- **EXERCISE**:
I need every line of the material below that includes the string "cardboard".
**** SUPPLIED RECORDS
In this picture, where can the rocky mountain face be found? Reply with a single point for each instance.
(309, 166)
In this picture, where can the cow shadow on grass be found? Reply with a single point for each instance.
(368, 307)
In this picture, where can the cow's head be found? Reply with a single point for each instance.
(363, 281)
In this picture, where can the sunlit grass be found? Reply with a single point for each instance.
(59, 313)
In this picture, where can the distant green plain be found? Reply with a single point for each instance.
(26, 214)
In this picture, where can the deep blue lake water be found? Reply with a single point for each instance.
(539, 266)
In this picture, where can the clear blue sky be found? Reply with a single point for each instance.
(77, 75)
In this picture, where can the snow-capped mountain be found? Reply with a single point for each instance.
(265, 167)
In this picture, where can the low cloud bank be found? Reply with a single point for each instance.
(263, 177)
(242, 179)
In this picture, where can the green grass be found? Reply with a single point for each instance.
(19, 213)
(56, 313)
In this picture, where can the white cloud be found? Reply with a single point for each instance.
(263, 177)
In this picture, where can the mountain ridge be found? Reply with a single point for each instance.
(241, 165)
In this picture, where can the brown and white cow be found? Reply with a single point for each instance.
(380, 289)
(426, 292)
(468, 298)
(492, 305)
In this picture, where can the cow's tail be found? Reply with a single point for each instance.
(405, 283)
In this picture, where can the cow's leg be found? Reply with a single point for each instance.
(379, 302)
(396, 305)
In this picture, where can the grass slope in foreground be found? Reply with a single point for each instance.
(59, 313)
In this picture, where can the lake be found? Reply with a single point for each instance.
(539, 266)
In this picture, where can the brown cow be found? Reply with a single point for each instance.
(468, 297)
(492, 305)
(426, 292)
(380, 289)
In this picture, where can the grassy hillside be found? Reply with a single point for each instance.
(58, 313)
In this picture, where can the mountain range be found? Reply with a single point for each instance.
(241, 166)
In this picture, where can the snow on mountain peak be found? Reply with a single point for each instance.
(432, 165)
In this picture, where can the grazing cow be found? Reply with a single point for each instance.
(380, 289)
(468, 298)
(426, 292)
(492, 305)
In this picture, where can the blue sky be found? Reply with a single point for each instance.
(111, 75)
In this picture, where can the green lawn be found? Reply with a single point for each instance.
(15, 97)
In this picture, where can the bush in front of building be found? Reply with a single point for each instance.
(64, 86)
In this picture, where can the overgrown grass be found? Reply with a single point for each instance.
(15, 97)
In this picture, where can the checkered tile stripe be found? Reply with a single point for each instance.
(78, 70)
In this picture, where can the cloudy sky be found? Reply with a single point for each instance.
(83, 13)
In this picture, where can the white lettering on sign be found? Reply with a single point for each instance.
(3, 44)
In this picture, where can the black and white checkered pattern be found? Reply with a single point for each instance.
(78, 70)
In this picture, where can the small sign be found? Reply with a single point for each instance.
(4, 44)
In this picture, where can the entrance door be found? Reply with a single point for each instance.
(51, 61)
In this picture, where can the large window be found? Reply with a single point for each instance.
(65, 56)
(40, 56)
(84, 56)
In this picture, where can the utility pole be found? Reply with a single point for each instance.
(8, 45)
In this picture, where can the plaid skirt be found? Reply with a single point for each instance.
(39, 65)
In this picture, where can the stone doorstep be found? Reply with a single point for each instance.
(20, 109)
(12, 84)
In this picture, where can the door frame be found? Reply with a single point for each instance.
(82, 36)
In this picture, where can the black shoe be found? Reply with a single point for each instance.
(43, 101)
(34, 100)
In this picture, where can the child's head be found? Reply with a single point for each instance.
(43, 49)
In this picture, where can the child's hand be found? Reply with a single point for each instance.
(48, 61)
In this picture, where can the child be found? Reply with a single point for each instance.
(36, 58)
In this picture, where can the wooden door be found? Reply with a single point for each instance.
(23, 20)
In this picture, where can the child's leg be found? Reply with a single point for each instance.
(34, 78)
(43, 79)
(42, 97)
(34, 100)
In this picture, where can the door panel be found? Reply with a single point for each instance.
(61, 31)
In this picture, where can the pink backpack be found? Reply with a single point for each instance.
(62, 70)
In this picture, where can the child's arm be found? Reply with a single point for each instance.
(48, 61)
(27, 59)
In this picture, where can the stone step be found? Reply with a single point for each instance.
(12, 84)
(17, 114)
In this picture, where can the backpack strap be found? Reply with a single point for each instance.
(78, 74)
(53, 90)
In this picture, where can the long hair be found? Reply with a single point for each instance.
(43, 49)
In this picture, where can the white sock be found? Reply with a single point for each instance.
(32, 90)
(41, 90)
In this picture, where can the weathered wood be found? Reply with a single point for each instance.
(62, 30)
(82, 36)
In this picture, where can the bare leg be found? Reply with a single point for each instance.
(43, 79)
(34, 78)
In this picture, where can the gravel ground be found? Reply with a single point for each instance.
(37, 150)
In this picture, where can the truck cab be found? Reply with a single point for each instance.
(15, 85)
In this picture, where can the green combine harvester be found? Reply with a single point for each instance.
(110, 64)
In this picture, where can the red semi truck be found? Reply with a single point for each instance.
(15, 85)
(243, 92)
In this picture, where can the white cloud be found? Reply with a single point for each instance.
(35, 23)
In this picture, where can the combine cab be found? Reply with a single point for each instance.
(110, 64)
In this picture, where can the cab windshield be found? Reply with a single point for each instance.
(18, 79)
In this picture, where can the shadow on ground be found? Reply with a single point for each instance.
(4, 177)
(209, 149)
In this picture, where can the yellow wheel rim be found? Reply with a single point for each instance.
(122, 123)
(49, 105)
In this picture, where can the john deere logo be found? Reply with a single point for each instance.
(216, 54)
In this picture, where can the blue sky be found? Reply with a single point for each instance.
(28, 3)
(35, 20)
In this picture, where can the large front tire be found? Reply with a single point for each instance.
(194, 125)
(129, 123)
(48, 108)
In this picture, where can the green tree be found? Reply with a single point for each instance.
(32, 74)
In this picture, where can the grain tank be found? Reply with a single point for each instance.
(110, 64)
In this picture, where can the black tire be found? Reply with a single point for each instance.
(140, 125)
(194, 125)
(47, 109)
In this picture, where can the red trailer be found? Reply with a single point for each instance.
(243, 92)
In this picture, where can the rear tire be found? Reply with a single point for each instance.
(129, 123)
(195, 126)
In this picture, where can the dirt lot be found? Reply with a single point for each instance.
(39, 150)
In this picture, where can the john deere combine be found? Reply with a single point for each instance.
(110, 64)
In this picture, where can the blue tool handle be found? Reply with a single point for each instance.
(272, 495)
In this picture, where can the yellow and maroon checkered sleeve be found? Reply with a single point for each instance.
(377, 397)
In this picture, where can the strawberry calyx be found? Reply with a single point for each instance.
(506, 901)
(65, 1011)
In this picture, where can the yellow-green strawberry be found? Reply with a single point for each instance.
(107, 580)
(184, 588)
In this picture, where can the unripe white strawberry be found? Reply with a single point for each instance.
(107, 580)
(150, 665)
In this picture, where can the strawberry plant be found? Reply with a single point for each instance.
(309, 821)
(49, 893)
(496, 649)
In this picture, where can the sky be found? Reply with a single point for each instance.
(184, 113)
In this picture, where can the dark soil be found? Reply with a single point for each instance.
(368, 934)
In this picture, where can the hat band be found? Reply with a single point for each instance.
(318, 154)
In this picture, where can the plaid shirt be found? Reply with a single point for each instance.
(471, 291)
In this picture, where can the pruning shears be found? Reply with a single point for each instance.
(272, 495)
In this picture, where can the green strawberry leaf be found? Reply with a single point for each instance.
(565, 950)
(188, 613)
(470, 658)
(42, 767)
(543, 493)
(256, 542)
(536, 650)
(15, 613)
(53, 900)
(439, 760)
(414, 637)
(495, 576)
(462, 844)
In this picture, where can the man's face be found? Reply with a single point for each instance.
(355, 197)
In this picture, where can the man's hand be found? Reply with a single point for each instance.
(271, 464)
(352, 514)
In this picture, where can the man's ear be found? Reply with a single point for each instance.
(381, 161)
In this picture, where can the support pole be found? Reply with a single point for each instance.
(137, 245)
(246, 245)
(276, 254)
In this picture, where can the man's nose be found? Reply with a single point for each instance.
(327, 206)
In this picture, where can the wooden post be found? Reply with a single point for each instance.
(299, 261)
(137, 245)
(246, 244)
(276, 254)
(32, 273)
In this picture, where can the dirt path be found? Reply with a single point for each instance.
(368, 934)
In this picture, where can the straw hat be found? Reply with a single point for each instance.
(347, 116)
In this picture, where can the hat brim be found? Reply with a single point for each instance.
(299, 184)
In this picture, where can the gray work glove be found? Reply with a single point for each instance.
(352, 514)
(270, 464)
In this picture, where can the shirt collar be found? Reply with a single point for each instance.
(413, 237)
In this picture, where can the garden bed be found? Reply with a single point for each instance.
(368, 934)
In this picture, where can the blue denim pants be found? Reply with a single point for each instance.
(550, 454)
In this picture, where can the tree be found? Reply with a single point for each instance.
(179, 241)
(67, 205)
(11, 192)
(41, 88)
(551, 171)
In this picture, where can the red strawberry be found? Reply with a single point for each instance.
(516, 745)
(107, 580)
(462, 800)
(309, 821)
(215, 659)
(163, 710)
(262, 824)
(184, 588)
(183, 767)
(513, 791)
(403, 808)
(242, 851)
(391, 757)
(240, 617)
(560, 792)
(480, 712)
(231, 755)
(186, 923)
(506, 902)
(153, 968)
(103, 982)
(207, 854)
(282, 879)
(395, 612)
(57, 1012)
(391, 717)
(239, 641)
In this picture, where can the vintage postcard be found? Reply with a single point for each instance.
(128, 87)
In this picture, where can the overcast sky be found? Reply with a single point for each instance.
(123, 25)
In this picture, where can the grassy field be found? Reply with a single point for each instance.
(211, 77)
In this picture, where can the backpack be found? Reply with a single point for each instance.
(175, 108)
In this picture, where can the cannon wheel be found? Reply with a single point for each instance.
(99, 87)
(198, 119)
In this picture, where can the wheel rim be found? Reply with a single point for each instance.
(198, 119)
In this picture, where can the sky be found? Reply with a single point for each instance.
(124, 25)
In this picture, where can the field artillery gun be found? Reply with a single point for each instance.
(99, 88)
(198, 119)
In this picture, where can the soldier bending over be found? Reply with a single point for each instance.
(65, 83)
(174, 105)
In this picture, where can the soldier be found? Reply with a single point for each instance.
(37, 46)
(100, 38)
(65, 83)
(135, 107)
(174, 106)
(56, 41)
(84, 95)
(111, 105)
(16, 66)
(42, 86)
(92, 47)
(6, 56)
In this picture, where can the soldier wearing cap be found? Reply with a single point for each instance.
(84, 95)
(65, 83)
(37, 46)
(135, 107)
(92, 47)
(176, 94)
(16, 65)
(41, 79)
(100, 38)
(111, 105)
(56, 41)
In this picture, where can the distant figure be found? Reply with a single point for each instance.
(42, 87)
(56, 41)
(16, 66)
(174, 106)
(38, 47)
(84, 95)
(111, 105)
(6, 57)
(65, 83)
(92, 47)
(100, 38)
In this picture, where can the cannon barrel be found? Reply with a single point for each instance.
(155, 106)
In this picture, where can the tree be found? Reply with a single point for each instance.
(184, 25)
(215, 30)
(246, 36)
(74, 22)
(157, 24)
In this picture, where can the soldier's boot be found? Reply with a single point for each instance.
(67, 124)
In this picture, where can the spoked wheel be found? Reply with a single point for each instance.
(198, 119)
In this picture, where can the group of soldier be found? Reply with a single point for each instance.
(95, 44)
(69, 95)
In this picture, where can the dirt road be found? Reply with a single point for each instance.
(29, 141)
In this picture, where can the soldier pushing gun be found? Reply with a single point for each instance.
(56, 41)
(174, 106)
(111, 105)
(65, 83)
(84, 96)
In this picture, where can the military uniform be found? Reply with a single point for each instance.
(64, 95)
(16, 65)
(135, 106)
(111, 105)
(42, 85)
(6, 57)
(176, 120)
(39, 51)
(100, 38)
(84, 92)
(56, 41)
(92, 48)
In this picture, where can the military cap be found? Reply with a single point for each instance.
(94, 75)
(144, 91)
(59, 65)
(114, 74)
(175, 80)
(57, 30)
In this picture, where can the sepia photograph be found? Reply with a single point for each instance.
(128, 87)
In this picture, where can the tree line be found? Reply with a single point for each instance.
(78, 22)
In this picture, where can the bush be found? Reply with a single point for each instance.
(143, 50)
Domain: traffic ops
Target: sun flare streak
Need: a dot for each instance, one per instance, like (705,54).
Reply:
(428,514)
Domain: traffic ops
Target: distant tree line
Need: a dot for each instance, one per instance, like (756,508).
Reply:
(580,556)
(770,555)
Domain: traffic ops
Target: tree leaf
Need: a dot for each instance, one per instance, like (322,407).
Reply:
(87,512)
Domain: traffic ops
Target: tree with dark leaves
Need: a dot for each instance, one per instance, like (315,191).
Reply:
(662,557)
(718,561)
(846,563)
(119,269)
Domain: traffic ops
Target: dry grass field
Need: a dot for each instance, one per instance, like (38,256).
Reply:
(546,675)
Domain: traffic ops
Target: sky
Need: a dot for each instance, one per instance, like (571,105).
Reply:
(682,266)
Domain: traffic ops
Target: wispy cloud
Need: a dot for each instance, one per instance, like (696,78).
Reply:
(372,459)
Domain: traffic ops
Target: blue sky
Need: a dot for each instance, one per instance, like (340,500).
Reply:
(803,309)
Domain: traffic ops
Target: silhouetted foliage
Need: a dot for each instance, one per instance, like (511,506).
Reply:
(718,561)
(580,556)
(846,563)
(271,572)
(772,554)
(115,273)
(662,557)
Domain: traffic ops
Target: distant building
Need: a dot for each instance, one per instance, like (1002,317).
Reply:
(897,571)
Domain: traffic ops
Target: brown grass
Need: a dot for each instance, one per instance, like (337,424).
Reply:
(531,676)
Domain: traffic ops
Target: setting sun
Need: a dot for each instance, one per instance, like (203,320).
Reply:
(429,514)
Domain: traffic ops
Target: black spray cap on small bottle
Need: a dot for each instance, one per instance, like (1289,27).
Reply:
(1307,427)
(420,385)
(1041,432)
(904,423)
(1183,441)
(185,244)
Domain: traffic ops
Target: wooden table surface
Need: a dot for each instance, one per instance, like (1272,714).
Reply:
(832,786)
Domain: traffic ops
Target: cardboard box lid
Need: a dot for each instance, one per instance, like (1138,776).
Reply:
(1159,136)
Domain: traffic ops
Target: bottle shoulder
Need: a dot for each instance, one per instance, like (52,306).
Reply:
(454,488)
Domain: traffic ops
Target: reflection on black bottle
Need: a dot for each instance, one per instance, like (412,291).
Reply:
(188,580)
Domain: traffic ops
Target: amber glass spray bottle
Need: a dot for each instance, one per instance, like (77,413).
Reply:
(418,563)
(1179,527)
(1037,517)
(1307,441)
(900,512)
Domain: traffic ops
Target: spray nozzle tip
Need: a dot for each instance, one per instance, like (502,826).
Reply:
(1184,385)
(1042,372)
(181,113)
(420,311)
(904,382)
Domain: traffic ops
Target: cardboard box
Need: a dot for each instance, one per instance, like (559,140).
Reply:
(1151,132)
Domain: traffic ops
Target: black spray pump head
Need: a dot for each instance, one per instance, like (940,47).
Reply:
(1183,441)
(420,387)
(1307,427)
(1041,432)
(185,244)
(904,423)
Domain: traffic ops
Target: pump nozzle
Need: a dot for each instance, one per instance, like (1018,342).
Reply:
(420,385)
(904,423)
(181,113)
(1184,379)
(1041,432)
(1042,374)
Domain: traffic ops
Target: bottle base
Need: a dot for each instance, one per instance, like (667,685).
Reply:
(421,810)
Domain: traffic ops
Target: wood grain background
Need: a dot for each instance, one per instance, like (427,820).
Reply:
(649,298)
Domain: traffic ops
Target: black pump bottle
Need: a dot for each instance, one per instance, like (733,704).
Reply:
********
- **TASK RESULT**:
Target: cardboard box lid
Target: cardboard box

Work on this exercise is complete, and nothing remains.